Stored dataset entries
────────────────
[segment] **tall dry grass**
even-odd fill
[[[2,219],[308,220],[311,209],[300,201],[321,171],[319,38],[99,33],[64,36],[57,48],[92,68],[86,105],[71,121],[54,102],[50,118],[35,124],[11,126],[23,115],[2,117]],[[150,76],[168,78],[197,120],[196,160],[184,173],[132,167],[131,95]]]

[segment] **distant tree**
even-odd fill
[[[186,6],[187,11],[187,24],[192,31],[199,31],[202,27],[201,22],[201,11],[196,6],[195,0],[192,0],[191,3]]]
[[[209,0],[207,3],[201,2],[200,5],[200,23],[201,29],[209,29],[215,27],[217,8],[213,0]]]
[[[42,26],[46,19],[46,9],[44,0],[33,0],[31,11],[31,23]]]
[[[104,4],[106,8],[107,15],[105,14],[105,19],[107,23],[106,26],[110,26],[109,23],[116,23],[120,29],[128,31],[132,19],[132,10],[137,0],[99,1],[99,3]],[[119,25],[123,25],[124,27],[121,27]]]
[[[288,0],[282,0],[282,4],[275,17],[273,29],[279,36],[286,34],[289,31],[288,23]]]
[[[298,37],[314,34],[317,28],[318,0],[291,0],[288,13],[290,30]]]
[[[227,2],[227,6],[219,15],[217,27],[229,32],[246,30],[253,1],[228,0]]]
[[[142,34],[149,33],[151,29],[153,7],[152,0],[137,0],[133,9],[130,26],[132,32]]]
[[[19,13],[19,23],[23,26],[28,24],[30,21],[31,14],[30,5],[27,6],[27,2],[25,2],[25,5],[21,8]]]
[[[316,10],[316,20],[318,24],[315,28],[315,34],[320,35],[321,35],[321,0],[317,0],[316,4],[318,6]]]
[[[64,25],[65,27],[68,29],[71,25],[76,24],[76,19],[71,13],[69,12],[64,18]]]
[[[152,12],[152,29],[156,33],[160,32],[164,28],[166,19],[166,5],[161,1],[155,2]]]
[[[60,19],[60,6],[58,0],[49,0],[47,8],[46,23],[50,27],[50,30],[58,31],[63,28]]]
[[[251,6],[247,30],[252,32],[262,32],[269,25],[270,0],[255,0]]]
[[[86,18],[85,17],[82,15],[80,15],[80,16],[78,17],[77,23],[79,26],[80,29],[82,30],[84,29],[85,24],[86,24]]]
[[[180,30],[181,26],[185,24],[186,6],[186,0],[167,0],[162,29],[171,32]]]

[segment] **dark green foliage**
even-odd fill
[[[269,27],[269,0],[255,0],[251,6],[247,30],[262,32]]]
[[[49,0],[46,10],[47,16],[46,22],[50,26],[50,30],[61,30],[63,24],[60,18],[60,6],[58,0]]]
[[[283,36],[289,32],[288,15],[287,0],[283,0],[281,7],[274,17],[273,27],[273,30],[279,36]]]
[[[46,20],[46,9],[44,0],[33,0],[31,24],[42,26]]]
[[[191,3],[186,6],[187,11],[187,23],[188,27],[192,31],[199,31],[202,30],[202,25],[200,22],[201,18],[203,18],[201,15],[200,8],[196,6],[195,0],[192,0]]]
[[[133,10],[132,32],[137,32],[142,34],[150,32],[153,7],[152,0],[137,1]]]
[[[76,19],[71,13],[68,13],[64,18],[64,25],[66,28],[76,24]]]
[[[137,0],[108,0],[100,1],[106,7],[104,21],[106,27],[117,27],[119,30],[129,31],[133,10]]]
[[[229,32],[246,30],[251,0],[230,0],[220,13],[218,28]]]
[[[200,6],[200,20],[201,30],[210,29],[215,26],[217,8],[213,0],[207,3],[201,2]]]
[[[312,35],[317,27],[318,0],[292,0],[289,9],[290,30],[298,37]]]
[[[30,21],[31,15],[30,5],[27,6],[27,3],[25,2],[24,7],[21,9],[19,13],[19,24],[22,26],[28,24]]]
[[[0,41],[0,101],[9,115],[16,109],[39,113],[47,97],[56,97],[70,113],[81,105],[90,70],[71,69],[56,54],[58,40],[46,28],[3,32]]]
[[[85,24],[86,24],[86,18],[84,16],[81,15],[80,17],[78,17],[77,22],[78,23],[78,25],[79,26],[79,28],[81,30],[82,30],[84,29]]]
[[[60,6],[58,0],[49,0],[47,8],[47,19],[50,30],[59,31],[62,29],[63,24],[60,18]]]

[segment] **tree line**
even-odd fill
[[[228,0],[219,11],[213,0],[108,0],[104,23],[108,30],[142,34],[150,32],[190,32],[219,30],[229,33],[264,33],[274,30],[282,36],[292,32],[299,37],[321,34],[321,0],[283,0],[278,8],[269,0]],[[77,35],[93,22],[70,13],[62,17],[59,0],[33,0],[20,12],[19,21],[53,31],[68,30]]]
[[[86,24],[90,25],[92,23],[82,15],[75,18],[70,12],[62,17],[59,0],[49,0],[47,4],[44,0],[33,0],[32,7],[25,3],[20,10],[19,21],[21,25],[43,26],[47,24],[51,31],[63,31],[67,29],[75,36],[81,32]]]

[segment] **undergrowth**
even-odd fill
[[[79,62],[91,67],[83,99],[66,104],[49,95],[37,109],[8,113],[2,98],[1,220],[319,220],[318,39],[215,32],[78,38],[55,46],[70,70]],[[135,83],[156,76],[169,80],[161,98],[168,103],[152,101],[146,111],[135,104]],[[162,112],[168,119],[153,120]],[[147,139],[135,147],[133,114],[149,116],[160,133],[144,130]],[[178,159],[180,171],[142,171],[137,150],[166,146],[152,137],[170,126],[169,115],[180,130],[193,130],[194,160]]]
────────────────
- _Set task_
Reproduce all of the entries above, swapping "even-odd fill" for "nonzero fill" and keeping every other character the same.

- _Solution to this exercise_
[segment] **tall dry grass**
nonzero fill
[[[2,219],[308,220],[311,209],[300,201],[321,171],[319,38],[99,33],[64,36],[57,48],[92,68],[86,105],[71,121],[54,102],[50,118],[35,124],[11,126],[23,115],[2,117]],[[150,76],[168,78],[197,120],[196,160],[184,173],[132,167],[131,95]]]

[segment] **distant tree**
nonzero fill
[[[186,6],[187,11],[187,24],[192,31],[199,31],[202,27],[201,22],[201,11],[196,6],[195,0],[192,0],[191,3]]]
[[[209,0],[207,3],[201,2],[200,5],[200,23],[201,29],[209,29],[215,27],[217,8],[213,0]]]
[[[42,26],[46,19],[46,9],[44,0],[33,0],[31,11],[31,23]]]
[[[104,4],[106,8],[107,15],[105,14],[105,19],[107,23],[106,26],[110,26],[109,23],[116,23],[120,29],[128,31],[132,19],[132,10],[137,0],[99,1],[99,3]],[[119,25],[123,25],[124,27],[121,27]]]
[[[288,0],[282,0],[282,4],[275,17],[273,29],[279,36],[286,34],[289,31],[288,23]]]
[[[298,37],[314,34],[317,28],[318,0],[291,0],[288,13],[290,30]]]
[[[227,2],[227,6],[219,15],[217,27],[229,32],[246,30],[253,1],[228,0]]]
[[[142,34],[149,33],[151,29],[153,7],[152,0],[137,0],[133,9],[130,26],[132,32]]]
[[[19,13],[19,23],[23,26],[28,24],[30,21],[31,14],[30,5],[27,6],[27,2],[25,2],[25,5],[21,8]]]
[[[316,10],[316,20],[318,24],[315,28],[315,34],[320,35],[321,35],[321,0],[317,0],[316,4],[318,6]]]
[[[64,25],[65,27],[68,29],[71,25],[76,24],[76,19],[71,13],[69,12],[64,18]]]
[[[152,12],[152,29],[156,33],[160,32],[164,28],[166,19],[166,5],[161,1],[155,2]]]
[[[60,19],[60,6],[58,0],[49,0],[47,8],[46,23],[50,27],[50,30],[58,31],[63,28]]]
[[[251,6],[247,30],[252,32],[262,32],[269,25],[270,0],[255,0]]]
[[[86,18],[85,17],[82,15],[80,15],[80,16],[78,17],[77,23],[79,26],[80,29],[82,30],[84,29],[85,24],[86,24]]]
[[[180,30],[181,26],[185,24],[186,6],[186,0],[167,0],[162,29],[171,32]]]

[segment] **dark green foliage**
nonzero fill
[[[269,27],[269,0],[255,0],[251,6],[247,30],[262,32]]]
[[[49,0],[46,10],[47,16],[46,22],[50,26],[50,30],[61,30],[63,24],[60,18],[60,6],[58,0]]]
[[[283,36],[289,32],[288,15],[287,0],[283,0],[281,7],[274,17],[273,27],[273,30],[279,36]]]
[[[46,20],[46,9],[44,0],[33,0],[31,24],[42,26]]]
[[[191,3],[186,6],[187,11],[187,23],[188,27],[192,31],[199,31],[202,30],[202,25],[200,22],[201,18],[203,18],[201,15],[200,8],[196,6],[195,0],[192,0]]]
[[[133,10],[132,32],[137,32],[142,34],[150,32],[153,7],[152,0],[137,1]]]
[[[76,19],[71,13],[68,13],[64,18],[64,25],[66,28],[76,24]]]
[[[137,0],[108,0],[100,1],[106,7],[104,21],[106,27],[117,27],[119,30],[129,31],[133,10]]]
[[[229,32],[246,30],[251,0],[230,0],[220,13],[218,28]]]
[[[200,6],[200,20],[201,30],[210,29],[215,26],[217,8],[213,0],[207,3],[201,2]]]
[[[312,35],[317,27],[318,0],[292,0],[289,9],[290,30],[298,37]]]
[[[30,21],[31,15],[30,5],[27,6],[27,3],[25,2],[24,7],[21,9],[19,13],[19,24],[22,26],[28,24]]]
[[[0,41],[0,101],[9,115],[16,109],[39,113],[47,97],[56,97],[70,113],[81,105],[90,70],[71,69],[56,54],[58,40],[46,28],[3,32]]]
[[[85,24],[86,24],[86,18],[84,16],[81,15],[80,17],[78,17],[77,22],[78,23],[78,25],[79,26],[79,28],[81,30],[82,30],[84,29]]]
[[[60,6],[58,0],[49,0],[47,8],[47,19],[50,30],[59,31],[62,29],[63,24],[60,18]]]

[segment] **tree line**
nonzero fill
[[[228,0],[219,11],[213,0],[108,0],[104,23],[108,30],[142,34],[150,32],[190,32],[219,30],[229,33],[264,33],[274,30],[282,36],[292,32],[299,37],[321,34],[321,0],[283,0],[278,8],[269,0]],[[77,35],[93,22],[70,13],[62,17],[59,0],[33,0],[20,12],[19,21],[53,31],[68,30]]]
[[[86,24],[90,25],[92,23],[82,15],[75,18],[70,12],[62,17],[59,0],[49,0],[47,4],[44,0],[33,0],[32,7],[25,3],[20,10],[19,21],[21,25],[43,26],[47,24],[51,31],[63,31],[67,29],[75,36],[81,32]]]

[segment] **undergrowth**
nonzero fill
[[[79,62],[91,67],[83,99],[66,104],[49,95],[37,109],[8,113],[2,98],[1,220],[319,220],[318,39],[215,32],[78,38],[55,46],[70,70]],[[135,83],[156,76],[169,80],[161,98],[168,103],[152,101],[146,111],[135,104]],[[162,112],[168,119],[153,120]],[[147,139],[135,147],[133,114],[149,116],[160,133],[144,130]],[[178,159],[180,171],[142,171],[137,150],[166,146],[152,137],[170,126],[169,115],[180,130],[193,130],[194,160]]]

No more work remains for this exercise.